## [Task]
According to the text on SQL Server memory, about how much memory can SQL Server use on Windows 2000 Datacenter Server?

— Start of Extract provided —

Using Additional Memory

The amount of memory that SQL Server can access depends on the Windows operating system used. Microsoft Windows NT Server 4 supports 4 gigabytes (GB) of memory, of which 2 GB is allocated for user processes and 2 GB is reserved for system use. This 2-GB limit represents the maximum amount of memory that can be allocated for SQL Server with NT 4. But with Windows NT Server 4 Enterprise Edition, the amount of virtual memory allocated for a process is 50 percent larger—3 GB. This increase is possible because the system allocation is reduced to 1 GB. This increase in virtual memory allocated to processes allows you to increase the size of the memory pool to close to 3 GB. To enable this support in Windows NT 4 Enterprise Edition, you must add the flag /3GB to the boot line in the Boot.ini file, which can be done through the System icon that appears in Control Panel.

For two editions of the Windows 2000 operating system, SQL Server 2000 Enterprise Edition can use the Windows 2000 Address Windowing Extensions (AWE) API to support larger address spaces. SQL Server supports close to 8 GB on Windows 2000 Advanced Server and close to 64 GB on Windows 2000 Datacenter Server. AWE is supported on only these two operating systems; it is not supported on Windows 2000 Professional. (See Chapter 2 of this book and the topic "Using AWE Memory on Windows 2000" in Books Online for more details.)

SQL Server Memory Configuration Options

The following SQL Server configuration parameters are associated with specific aspects of memory allocation. You can set these parameters by using either SQL Server Enterprise Manager or the sp_configure stored procedure. To view all of these parameters by using sp_configure, you must have the option show advanced options set to 1.

— End of Extract provided —
— Start of Supplied information —

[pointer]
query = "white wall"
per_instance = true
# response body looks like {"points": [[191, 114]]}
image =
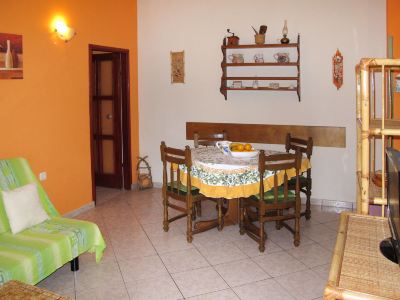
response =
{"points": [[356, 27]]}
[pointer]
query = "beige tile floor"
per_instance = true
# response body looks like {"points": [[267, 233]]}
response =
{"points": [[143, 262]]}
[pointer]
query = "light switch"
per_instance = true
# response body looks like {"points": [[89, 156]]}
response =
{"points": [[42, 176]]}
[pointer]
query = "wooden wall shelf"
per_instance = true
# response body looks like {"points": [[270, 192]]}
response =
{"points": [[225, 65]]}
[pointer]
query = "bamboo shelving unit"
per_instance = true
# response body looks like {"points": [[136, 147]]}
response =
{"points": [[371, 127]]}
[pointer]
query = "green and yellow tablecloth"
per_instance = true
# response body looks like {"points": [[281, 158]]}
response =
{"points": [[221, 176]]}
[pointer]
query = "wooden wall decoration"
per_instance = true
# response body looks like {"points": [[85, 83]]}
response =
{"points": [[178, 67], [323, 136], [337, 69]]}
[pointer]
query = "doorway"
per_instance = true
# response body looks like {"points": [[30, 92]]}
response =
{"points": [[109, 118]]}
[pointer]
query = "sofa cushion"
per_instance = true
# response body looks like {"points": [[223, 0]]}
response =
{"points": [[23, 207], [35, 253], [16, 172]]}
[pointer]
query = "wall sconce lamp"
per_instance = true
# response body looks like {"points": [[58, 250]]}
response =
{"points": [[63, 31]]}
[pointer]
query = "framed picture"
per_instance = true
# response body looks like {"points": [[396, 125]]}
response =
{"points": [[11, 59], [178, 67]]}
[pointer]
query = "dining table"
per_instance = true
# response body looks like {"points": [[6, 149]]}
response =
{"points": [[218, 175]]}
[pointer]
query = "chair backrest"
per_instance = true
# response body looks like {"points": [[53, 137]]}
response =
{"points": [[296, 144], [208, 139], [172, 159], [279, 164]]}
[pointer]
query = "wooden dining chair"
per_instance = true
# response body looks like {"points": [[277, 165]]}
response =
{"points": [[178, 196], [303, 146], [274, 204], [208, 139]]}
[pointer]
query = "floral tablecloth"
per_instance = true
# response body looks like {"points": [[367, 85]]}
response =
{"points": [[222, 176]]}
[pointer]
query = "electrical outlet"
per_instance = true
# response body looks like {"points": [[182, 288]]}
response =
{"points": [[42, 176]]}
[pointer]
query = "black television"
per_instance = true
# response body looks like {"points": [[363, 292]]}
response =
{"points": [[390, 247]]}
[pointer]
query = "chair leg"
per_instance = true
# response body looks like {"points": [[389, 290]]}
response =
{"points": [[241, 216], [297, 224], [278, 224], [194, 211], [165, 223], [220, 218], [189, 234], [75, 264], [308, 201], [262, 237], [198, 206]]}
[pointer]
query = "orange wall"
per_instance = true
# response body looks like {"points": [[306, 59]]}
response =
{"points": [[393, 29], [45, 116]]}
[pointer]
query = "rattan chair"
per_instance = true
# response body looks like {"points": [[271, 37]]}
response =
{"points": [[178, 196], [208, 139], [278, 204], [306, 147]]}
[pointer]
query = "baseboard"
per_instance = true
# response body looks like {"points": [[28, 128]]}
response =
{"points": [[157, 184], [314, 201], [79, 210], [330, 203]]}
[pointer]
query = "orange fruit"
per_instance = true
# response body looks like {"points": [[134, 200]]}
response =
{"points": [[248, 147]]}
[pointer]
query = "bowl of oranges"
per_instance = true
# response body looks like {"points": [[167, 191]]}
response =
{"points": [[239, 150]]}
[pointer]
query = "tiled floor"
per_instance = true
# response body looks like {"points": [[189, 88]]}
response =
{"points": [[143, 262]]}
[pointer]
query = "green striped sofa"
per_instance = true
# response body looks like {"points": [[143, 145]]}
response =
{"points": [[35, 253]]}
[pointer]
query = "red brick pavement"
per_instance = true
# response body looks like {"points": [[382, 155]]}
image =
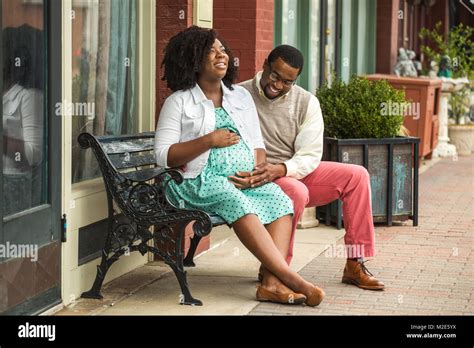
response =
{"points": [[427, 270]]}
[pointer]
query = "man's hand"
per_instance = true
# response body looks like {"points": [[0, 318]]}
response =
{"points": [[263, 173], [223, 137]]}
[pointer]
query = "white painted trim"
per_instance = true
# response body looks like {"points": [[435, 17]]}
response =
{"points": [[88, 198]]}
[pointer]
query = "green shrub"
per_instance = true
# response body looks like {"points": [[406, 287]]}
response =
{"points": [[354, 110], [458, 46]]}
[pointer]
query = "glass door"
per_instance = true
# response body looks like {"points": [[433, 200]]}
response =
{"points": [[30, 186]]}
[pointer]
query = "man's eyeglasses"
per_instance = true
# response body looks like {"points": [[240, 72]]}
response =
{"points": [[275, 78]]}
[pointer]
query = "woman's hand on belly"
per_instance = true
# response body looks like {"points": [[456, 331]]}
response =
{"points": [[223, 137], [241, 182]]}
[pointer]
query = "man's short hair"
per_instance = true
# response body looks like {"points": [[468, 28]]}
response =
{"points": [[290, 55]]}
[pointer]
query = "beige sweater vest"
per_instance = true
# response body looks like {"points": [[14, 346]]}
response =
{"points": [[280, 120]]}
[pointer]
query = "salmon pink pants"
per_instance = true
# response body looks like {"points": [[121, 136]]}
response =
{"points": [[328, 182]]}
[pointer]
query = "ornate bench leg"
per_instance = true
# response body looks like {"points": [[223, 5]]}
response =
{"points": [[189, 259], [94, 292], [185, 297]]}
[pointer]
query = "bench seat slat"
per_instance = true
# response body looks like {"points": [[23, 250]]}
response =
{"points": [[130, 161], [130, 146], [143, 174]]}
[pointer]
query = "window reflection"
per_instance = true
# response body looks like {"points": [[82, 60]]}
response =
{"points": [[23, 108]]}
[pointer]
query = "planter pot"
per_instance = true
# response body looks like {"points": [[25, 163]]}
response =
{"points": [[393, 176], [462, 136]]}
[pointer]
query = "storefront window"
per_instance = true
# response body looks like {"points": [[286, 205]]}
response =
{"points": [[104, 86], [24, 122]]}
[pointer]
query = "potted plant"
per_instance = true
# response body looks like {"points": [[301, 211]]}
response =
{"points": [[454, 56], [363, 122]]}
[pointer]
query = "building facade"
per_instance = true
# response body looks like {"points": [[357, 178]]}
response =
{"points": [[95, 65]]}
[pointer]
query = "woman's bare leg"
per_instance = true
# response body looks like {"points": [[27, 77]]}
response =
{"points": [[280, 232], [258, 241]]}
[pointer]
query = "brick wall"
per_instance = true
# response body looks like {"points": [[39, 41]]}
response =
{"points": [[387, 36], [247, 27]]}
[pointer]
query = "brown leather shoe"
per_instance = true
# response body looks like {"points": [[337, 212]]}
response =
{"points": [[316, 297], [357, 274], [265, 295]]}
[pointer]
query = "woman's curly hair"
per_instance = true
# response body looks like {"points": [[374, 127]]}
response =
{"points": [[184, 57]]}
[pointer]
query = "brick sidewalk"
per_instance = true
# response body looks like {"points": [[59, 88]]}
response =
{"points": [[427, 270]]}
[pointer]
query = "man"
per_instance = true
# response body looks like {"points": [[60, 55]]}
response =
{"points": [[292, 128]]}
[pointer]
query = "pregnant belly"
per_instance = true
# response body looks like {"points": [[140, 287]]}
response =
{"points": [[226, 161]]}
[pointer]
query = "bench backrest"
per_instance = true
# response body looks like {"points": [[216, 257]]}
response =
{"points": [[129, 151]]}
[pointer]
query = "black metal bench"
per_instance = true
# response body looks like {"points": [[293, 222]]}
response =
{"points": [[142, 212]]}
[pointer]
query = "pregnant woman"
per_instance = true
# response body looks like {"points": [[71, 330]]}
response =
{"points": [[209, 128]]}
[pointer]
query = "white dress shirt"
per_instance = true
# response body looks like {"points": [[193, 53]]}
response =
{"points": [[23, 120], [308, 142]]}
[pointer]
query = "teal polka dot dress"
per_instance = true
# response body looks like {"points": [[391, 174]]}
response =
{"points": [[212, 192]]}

— End of Supplied information —

## [Response to this exercise]
Close to 64 GB.